■ Exercise prompt
Could you return every line of the records below that contains the word "blue"?
*** Opening Excerpted records ***
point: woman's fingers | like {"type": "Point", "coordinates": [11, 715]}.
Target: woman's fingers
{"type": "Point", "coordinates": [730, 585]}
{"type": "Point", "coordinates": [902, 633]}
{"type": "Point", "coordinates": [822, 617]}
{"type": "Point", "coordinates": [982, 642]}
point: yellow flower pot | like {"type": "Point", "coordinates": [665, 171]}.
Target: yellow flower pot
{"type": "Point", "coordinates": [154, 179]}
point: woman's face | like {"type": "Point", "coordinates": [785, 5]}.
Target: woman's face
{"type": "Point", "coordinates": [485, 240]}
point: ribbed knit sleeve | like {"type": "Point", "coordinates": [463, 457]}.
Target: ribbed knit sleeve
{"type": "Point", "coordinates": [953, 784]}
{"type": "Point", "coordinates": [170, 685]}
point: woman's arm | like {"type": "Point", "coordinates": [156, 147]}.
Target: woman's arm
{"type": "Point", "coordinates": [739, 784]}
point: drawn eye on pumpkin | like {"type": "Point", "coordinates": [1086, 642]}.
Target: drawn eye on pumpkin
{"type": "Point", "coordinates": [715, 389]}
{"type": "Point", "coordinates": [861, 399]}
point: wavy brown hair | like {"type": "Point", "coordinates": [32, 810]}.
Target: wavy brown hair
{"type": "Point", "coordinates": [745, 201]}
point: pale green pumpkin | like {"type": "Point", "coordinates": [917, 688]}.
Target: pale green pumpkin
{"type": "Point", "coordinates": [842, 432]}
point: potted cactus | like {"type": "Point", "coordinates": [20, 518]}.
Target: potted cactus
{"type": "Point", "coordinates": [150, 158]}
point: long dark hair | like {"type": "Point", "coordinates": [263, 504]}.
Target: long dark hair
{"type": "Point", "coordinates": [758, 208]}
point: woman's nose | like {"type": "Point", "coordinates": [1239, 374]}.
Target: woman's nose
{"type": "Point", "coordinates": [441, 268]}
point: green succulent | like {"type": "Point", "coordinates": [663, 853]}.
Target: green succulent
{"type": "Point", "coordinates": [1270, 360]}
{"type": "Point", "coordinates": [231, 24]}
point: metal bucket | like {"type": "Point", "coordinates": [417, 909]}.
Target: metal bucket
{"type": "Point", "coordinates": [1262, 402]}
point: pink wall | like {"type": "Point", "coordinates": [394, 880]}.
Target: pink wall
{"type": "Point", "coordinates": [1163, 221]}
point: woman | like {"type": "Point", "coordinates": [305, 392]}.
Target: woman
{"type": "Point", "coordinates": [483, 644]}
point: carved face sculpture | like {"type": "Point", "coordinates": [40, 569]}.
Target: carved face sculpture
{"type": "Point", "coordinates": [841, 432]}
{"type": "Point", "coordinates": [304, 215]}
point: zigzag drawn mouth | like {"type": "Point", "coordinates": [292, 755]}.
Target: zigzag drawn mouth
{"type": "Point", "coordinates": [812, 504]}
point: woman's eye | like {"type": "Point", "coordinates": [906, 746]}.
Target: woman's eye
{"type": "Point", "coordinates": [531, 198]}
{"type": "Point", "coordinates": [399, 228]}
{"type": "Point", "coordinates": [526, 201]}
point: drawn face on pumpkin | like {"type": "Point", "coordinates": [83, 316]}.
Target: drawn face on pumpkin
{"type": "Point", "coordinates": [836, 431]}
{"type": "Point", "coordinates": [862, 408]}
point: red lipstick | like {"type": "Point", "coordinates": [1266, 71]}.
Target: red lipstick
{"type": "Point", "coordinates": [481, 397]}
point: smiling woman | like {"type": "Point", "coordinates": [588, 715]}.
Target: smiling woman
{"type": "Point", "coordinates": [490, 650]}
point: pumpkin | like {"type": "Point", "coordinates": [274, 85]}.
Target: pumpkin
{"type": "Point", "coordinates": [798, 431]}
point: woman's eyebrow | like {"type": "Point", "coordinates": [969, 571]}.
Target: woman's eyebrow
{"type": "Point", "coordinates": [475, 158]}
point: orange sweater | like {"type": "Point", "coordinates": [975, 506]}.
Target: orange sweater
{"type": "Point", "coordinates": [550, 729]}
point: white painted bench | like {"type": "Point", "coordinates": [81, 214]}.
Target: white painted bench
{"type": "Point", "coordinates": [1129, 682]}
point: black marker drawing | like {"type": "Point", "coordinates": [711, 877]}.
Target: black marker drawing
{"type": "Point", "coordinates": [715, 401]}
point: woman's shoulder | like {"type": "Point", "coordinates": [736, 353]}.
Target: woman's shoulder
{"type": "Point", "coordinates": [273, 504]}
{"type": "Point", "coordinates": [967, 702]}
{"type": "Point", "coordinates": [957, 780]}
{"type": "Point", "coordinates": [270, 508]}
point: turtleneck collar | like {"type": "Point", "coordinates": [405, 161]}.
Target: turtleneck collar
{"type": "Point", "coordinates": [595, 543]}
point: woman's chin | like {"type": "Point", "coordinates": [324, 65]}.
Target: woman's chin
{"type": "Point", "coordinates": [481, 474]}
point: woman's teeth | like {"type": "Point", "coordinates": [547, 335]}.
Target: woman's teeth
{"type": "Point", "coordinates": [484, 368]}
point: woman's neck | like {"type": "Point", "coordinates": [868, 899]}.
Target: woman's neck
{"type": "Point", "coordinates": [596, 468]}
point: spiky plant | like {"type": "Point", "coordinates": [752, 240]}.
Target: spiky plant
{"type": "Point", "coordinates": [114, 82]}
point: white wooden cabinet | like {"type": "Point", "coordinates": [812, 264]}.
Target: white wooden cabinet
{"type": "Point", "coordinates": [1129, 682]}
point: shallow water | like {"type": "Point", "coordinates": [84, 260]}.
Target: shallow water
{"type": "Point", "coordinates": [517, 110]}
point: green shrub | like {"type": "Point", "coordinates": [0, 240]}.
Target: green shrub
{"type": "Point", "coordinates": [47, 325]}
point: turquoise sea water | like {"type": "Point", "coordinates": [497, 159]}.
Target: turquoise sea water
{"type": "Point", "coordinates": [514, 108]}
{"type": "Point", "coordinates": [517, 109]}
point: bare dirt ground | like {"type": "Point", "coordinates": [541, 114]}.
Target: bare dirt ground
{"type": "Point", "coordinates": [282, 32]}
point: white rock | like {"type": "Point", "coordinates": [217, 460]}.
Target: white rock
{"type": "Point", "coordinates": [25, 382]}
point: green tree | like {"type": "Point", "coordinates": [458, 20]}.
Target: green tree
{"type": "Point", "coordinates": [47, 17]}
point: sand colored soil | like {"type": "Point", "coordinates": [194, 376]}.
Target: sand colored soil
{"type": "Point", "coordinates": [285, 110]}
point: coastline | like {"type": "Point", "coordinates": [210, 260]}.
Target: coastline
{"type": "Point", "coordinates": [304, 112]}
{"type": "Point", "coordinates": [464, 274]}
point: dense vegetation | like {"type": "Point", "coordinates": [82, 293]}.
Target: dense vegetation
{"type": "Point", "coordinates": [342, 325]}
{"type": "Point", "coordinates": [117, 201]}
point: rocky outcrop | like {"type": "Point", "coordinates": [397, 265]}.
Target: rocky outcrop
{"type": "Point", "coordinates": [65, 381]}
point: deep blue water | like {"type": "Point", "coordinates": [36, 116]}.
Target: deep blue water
*** Closing Excerpted records ***
■ Response area
point: deep blue water | like {"type": "Point", "coordinates": [36, 116]}.
Target: deep blue water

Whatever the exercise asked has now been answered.